DIRECTIVE A: According to the political news summary, how many Executive Branch positions were appointed positions?

--- --- ---

Mr. Pearson suggests that if there were an overwhelming demand for General Eisenhower to run or if President Truman stepped aside, the General would accept the nomination.

Teamsters president Dan Tobin was not attending the Democratic convention this time, though having been a delegate to the previous four conventions. Mr. Tobin leaned toward General Eisenhower.

The Minnesota Democrats decided to send an uninstructed delegation to the convention. The executive committee was controlled by Americans for Democratic Action, strong for either General Eisenhower or Justice Douglas. The Democratic state chairman was Orville Freeman, future Kennedy Administration Secretary of Agriculture, and Mr. Freeman was ADA chairman in Minnesota.

In Pennsylvania, the state chairman had difficulty getting the state convention not to endorse General Eisenhower.

Marquis Childs comments on the optimism displayed by the President in the face of certain defeat in the fall. At his recent press conference of 100 reporters, he read his statement criticizing the housing bill which he had reluctantly signed. Probably none of the reporters believed the President could win the election. He stated nevertheless that he believed he could beat the Dewey-Warren ticket, while expressing his like for Governor Warren. He also stated that he had no intention of retiring as a candidate and added that it was a foolish question.

Some doubted the reality of his brave face but no one could really tell what he was thinking.

He made no comment on the Tito-Cominform break, but it was the first concrete confirmation that the get-tough policy with Russia, begun with the March, 1947 Truman Doctrine to send military aid to Greece and Turkey, was working. The country undoubtedly would hear a lot of this success in the coming campaign.

It was likely that he would maintain the air of optimism in the months ahead.

James Marlow discusses Thomas Dewey's promise to conduct housecleaning if elected President. He could clean out the Executive Branch, but not the Judicial or Legislative Branches.

The 275 Federal judges were appointed for life and their 3,000 employees were appointed by those judges. The only thing a new President could do would be to appoint new judges when vacancies arose by retirement or death.

Congress had about 4,000 employees, hired by Congress. The President could do nothing about them.

There were about two million Executive Branch employees. Of those, about 92 percent were civil service employees, not subject to being fired without cause or in the event their jobs were eliminated by Congress. The remainder, 163,840, were appointed positions. It was these positions which the President could directly affect. The agency heads numbered about a hundred, the rest being employees appointed by the agency heads.

--- --- ---

DIRECTIVE B: Pull out each row below that contains the string "canopy".

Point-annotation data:
--- --- ---

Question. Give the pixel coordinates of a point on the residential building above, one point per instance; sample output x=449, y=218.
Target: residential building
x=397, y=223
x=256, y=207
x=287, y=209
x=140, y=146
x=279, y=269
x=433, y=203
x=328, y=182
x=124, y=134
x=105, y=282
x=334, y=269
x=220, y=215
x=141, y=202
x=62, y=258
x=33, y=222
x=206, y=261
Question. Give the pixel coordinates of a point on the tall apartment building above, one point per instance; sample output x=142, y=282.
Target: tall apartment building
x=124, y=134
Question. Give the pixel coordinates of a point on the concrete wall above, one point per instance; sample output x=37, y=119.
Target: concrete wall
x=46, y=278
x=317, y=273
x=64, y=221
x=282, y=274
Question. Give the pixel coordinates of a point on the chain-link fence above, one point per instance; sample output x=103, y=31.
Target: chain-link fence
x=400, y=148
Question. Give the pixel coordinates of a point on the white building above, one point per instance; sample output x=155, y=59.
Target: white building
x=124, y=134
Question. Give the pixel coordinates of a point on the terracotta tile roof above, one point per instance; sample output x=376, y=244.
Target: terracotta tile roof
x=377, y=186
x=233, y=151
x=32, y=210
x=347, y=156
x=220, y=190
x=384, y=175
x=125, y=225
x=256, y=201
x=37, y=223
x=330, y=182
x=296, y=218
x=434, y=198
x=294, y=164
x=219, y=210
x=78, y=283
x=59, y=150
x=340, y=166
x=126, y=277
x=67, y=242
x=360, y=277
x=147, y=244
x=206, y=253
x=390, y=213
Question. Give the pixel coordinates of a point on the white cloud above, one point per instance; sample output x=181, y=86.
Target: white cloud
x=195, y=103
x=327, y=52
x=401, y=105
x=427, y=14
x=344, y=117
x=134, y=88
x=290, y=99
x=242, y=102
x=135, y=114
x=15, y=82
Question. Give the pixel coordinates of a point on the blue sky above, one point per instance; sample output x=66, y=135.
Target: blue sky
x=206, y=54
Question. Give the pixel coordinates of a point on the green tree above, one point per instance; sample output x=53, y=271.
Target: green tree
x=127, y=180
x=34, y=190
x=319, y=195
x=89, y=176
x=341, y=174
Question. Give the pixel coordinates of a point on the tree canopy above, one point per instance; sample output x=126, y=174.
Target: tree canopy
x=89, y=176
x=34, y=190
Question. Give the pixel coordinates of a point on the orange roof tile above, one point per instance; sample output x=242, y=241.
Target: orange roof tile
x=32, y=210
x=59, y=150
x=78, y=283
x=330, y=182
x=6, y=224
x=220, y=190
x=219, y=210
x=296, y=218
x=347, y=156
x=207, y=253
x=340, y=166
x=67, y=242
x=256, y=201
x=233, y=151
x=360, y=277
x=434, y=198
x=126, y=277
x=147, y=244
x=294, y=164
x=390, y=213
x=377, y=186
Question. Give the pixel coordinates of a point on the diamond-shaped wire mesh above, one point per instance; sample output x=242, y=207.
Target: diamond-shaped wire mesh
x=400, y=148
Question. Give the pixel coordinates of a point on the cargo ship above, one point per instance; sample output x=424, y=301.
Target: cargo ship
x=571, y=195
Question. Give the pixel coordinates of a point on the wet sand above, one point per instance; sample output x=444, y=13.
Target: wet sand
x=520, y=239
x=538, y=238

--- --- ---

COMPLETE ANSWER A: 163,840

COMPLETE ANSWER B:
Question. Give the pixel coordinates of a point on the tree canopy above, one point per instance; sample output x=126, y=174.
Target: tree canopy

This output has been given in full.